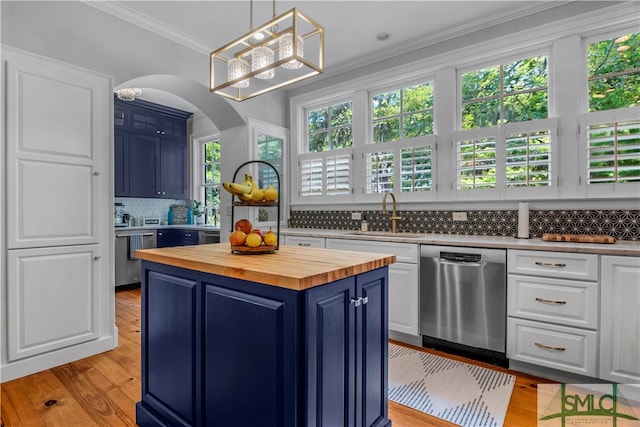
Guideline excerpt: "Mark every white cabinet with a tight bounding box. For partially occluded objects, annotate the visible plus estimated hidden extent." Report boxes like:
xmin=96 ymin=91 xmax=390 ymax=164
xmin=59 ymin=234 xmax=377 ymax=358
xmin=2 ymin=48 xmax=115 ymax=382
xmin=326 ymin=238 xmax=419 ymax=336
xmin=284 ymin=235 xmax=325 ymax=248
xmin=507 ymin=250 xmax=599 ymax=377
xmin=7 ymin=245 xmax=101 ymax=361
xmin=599 ymin=255 xmax=640 ymax=384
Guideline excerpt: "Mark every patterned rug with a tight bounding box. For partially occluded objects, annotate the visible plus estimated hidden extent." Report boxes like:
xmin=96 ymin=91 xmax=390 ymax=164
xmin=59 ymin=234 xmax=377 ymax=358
xmin=388 ymin=343 xmax=515 ymax=427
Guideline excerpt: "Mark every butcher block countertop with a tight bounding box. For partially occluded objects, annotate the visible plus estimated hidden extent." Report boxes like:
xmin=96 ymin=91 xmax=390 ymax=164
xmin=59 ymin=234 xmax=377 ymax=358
xmin=135 ymin=243 xmax=396 ymax=291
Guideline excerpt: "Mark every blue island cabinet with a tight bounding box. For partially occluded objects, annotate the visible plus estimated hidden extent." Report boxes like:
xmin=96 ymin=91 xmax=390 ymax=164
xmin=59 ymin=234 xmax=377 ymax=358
xmin=135 ymin=261 xmax=391 ymax=427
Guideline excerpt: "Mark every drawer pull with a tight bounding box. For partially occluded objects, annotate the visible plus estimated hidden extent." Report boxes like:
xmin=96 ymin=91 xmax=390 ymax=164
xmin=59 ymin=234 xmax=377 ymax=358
xmin=535 ymin=297 xmax=567 ymax=305
xmin=298 ymin=243 xmax=311 ymax=246
xmin=535 ymin=261 xmax=567 ymax=268
xmin=535 ymin=342 xmax=566 ymax=351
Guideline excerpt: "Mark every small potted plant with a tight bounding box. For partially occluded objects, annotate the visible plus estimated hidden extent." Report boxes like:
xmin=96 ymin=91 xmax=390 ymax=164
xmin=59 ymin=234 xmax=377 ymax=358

-------

What you need to do: Copy all of the listing word for word, minus the images.

Result for this exercise:
Guideline excerpt: "Mark every white cabinet with a tight bounding box. For partially occluded objects, annotate the visible plus estimated hidden extent." Report boxes like:
xmin=96 ymin=91 xmax=390 ymax=164
xmin=59 ymin=234 xmax=377 ymax=358
xmin=2 ymin=48 xmax=115 ymax=382
xmin=326 ymin=238 xmax=419 ymax=336
xmin=284 ymin=235 xmax=325 ymax=248
xmin=507 ymin=250 xmax=599 ymax=377
xmin=7 ymin=245 xmax=101 ymax=361
xmin=599 ymin=255 xmax=640 ymax=384
Guideline excerpt: "Mark every patterned rug with a tight bounding box. For partially occluded objects, annotate the visible plus estimated hidden extent." Report boxes like:
xmin=96 ymin=91 xmax=390 ymax=164
xmin=59 ymin=234 xmax=377 ymax=358
xmin=388 ymin=343 xmax=515 ymax=427
Guideline excerpt: "Mark every butcher block countertop with a tight bounding box. For partially occluded objects, annotate the visible plus estimated hidden extent." Report boxes like:
xmin=96 ymin=91 xmax=390 ymax=164
xmin=59 ymin=234 xmax=377 ymax=358
xmin=135 ymin=243 xmax=396 ymax=291
Guideline excerpt: "Mark every blue island cabinet with a tight bounding box. For partially occluded objects, annotate the visible plus estimated hidden extent." Report boxes like:
xmin=96 ymin=91 xmax=390 ymax=164
xmin=59 ymin=234 xmax=377 ymax=358
xmin=135 ymin=261 xmax=391 ymax=427
Guideline excerpt: "Mark every drawer pull with a tight bounding box. For partially occluded objects, annotate the visible plus estimated hidden extent." Report boxes like:
xmin=96 ymin=91 xmax=390 ymax=164
xmin=59 ymin=234 xmax=377 ymax=358
xmin=535 ymin=297 xmax=567 ymax=305
xmin=298 ymin=243 xmax=311 ymax=246
xmin=535 ymin=261 xmax=567 ymax=268
xmin=535 ymin=342 xmax=566 ymax=351
Guideline excerpt: "Mark every small potted plant with a tight bounding box. For partially occluded objects, annotate the visible plus estimated hidden extent." Report boxes like:
xmin=96 ymin=91 xmax=390 ymax=164
xmin=59 ymin=234 xmax=377 ymax=358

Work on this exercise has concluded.